■ **SELECTED EXTRACT**
========

Young chess players get the opportunity to learn from grandmasters at Nottingham tournament

  • Rajiv Popat spoke to some of the players at the tournament

Some of the country's up-and-coming chess players are competing alongside world-class stars at a tournament in Nottingham.

Organisers say it's the perfect opportunity for the young players to rub shoulders with Grandmasters and learn some top tips to improve their game.

Miheli Gunarathne is just 8 years old and is competing alongside her 12-year-old brother Senith.

8-year-old Miheli Gunarathne says it’s amazing being around some of her heroes and learning from the best. Credit: ITV News Central

She says she loves playing chess and enjoys learning something different each time.

"I like it because it makes me think harder because when I'm in a tricky position it makes me think a lot," Miheli says.

"When I win I just feel happy and when I lose sometimes I feel a bit happy because I can analyse the game and see what's wrong and then I can correct that in the next game!"Miheli's brother Senith has been playing for 3 years. He says chess keeps him calm and helps him focus, concentrating one hundred per cent.

He says: "Chess trains you to take your time and think about moves, because when you play moves you need to think about what you do, whether they're good or bad, or whether your opponents can checkmate you or take some of your pieces."

The tournament has been held to mark the centenary of the Nottingham Chess Association - organisers say a competition like this is invaluable for young players in particular.Tournament Director Tim Wall says: "The Grandmasters are trying to trip you up at every single opportunity. It's often said you have to beat a Grandmaster three times in a game - once in the opening, once in the middle, and once in the end game."

========

■ **WHAT YOU ARE ASKED TO DO**
From the article on the Nottingham chess tournament, print the passage starting with "She says she" and going on through "hundred per cent.". The listing that follows comes from a different source than the article on the Nottingham chess tournament.

========

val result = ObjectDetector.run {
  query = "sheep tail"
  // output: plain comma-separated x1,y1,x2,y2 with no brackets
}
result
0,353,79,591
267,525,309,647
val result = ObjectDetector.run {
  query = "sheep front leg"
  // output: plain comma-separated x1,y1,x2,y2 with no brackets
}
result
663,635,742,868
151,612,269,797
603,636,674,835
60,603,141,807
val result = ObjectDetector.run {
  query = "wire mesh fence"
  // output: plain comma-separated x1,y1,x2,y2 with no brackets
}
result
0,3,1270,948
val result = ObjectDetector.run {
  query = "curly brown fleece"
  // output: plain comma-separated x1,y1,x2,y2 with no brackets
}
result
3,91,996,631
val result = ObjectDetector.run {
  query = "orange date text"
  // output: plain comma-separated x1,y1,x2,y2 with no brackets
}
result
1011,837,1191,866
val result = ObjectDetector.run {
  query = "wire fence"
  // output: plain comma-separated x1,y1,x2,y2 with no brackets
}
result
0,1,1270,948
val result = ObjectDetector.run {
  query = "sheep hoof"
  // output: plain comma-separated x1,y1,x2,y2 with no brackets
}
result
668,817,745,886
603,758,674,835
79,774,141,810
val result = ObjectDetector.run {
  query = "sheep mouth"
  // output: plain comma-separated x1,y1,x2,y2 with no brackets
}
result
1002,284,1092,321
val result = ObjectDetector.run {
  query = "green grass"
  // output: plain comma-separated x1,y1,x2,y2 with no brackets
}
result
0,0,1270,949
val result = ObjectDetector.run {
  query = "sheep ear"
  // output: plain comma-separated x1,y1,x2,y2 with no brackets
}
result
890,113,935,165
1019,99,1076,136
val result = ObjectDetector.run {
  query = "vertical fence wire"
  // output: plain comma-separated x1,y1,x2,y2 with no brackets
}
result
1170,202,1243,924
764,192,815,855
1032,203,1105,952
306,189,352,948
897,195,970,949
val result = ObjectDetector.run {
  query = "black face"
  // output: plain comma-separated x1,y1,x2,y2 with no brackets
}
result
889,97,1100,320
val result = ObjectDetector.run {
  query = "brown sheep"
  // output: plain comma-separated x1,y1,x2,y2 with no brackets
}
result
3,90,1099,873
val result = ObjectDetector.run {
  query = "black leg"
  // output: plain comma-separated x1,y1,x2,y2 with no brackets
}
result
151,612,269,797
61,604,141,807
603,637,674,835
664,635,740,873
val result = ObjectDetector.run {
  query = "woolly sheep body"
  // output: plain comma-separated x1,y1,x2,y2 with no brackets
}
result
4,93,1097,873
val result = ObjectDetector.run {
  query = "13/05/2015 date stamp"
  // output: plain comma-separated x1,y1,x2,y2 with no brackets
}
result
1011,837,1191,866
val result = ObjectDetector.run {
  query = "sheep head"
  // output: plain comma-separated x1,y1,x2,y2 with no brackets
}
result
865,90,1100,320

========

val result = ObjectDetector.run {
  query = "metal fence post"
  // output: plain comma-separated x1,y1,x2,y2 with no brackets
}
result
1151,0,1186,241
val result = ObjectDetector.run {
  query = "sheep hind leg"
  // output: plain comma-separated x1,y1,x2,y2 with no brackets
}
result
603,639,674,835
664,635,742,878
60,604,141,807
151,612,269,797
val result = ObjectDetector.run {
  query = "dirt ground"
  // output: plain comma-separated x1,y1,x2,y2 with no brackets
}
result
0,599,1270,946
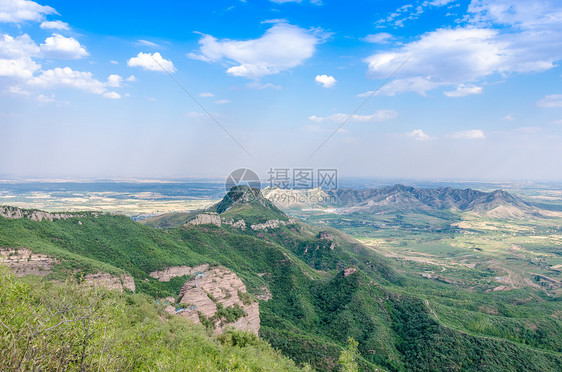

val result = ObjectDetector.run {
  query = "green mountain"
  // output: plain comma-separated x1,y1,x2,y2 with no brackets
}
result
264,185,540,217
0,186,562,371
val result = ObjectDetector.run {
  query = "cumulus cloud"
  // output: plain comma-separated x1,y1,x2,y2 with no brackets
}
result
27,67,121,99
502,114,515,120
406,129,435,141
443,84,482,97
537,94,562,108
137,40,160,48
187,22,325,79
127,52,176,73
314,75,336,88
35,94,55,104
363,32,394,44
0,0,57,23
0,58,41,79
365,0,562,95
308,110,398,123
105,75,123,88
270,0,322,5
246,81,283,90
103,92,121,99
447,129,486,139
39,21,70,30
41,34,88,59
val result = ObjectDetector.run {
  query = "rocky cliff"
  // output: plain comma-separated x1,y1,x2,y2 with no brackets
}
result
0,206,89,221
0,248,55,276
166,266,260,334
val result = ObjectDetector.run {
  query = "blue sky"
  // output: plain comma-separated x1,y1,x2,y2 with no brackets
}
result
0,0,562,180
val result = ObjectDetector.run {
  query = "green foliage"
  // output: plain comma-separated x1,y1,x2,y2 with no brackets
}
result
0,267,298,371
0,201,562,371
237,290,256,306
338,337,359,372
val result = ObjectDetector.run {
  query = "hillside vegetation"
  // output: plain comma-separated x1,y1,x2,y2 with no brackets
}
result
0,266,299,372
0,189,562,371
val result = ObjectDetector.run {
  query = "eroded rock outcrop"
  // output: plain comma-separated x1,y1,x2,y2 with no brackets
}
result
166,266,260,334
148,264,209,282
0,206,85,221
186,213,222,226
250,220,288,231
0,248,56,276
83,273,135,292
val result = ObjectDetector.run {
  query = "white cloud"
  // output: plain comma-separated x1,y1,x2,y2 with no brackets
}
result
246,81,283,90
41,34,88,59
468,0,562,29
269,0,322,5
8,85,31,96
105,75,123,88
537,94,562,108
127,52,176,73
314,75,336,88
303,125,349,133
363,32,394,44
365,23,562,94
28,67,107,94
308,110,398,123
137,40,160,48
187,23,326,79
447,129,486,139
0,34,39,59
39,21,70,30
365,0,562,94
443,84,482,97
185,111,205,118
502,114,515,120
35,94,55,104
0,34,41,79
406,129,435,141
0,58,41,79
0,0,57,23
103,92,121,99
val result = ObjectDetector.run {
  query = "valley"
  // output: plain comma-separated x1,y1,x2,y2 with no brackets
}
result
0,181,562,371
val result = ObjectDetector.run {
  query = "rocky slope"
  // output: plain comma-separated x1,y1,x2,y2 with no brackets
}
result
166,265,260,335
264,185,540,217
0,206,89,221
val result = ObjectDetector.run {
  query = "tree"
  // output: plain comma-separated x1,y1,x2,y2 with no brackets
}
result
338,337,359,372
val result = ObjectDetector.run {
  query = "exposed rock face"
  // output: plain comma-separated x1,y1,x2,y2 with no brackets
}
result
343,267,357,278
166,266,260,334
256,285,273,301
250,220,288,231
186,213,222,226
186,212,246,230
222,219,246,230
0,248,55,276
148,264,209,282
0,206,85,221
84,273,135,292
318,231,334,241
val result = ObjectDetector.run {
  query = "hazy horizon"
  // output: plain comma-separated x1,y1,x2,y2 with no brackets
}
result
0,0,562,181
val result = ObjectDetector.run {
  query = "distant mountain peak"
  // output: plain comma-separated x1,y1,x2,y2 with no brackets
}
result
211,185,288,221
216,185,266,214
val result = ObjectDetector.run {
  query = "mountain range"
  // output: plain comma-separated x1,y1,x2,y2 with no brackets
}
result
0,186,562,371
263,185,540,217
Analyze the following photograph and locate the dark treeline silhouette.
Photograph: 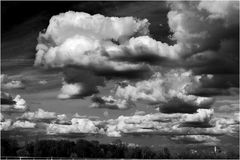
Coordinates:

========

■ **SOLUTION TO THE EXERCISE**
She says she loves playing chess and enjoys learning something different each time.

"I like it because it makes me think harder because when I'm in a tricky position it makes me think a lot," Miheli says.

"When I win I just feel happy and when I lose sometimes I feel a bit happy because I can analyse the game and see what's wrong and then I can correct that in the next game!"Miheli's brother Senith has been playing for 3 years. He says chess keeps him calm and helps him focus, concentrating one hundred per cent.